>>>>

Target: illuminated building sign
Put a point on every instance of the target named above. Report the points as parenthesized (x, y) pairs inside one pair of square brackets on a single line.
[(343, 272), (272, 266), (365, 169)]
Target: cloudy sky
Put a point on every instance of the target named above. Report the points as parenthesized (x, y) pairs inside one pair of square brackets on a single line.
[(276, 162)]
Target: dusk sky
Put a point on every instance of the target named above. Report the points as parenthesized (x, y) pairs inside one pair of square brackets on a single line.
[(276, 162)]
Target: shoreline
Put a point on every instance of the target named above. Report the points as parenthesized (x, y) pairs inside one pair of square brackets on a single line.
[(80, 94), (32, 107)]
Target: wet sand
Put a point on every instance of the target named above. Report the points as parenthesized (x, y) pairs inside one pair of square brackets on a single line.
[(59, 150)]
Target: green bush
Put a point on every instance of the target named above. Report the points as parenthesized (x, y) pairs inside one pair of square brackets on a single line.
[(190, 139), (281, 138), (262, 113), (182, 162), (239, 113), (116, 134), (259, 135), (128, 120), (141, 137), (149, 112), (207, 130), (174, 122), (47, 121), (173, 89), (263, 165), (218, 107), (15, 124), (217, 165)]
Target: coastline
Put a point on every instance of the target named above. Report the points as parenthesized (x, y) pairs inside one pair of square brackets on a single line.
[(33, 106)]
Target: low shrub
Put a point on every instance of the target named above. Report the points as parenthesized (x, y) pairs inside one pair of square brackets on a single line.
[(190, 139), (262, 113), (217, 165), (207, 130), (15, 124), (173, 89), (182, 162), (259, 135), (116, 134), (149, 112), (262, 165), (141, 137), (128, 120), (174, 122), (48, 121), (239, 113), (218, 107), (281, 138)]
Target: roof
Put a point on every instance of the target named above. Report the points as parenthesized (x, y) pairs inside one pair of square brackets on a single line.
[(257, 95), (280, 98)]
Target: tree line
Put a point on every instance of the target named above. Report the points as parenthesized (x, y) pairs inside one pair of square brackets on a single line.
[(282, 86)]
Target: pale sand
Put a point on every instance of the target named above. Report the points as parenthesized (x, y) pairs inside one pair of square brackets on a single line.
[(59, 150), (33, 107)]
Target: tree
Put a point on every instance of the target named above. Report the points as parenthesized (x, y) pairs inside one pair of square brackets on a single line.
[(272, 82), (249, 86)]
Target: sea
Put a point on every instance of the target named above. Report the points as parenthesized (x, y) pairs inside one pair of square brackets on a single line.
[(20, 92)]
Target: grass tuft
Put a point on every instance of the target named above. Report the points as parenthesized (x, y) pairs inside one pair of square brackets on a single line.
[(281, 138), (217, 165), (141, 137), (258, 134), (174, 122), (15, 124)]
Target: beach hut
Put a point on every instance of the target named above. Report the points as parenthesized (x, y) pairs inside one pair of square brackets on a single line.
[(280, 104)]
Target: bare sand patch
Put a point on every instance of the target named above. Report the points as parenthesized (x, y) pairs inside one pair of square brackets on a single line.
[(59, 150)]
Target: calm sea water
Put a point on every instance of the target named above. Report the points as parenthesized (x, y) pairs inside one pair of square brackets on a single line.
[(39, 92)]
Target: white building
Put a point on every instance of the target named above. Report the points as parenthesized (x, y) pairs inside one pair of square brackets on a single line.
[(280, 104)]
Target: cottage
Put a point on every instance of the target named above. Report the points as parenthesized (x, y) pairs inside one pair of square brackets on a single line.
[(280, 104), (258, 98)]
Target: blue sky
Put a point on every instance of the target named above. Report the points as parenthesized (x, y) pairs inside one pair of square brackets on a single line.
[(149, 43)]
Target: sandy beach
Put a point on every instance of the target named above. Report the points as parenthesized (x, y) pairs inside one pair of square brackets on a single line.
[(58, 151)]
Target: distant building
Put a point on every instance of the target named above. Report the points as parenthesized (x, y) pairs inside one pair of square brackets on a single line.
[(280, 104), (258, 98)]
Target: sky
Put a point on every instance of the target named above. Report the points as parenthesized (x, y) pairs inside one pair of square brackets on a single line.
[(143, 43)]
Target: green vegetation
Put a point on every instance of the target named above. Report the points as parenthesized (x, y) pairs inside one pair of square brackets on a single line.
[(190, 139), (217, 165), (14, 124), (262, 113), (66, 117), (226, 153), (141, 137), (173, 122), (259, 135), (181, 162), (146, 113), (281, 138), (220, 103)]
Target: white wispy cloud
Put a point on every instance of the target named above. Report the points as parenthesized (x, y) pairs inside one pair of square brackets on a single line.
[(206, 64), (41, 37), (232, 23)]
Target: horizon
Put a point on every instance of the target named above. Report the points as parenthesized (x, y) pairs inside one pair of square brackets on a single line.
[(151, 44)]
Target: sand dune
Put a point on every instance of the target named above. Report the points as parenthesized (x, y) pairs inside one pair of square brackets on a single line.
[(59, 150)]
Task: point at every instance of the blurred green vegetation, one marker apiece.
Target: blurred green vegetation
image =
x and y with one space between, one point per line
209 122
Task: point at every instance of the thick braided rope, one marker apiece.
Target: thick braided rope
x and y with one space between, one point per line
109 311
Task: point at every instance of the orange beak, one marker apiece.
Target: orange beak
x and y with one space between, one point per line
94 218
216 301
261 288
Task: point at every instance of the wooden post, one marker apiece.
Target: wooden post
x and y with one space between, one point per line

<<<<

## Exercise details
Please show, exactly as written, every line above that contains the word "thick".

## Problem solution
Task: point at every instance of the thick braided rope, one marker apiece.
Target: thick braided rope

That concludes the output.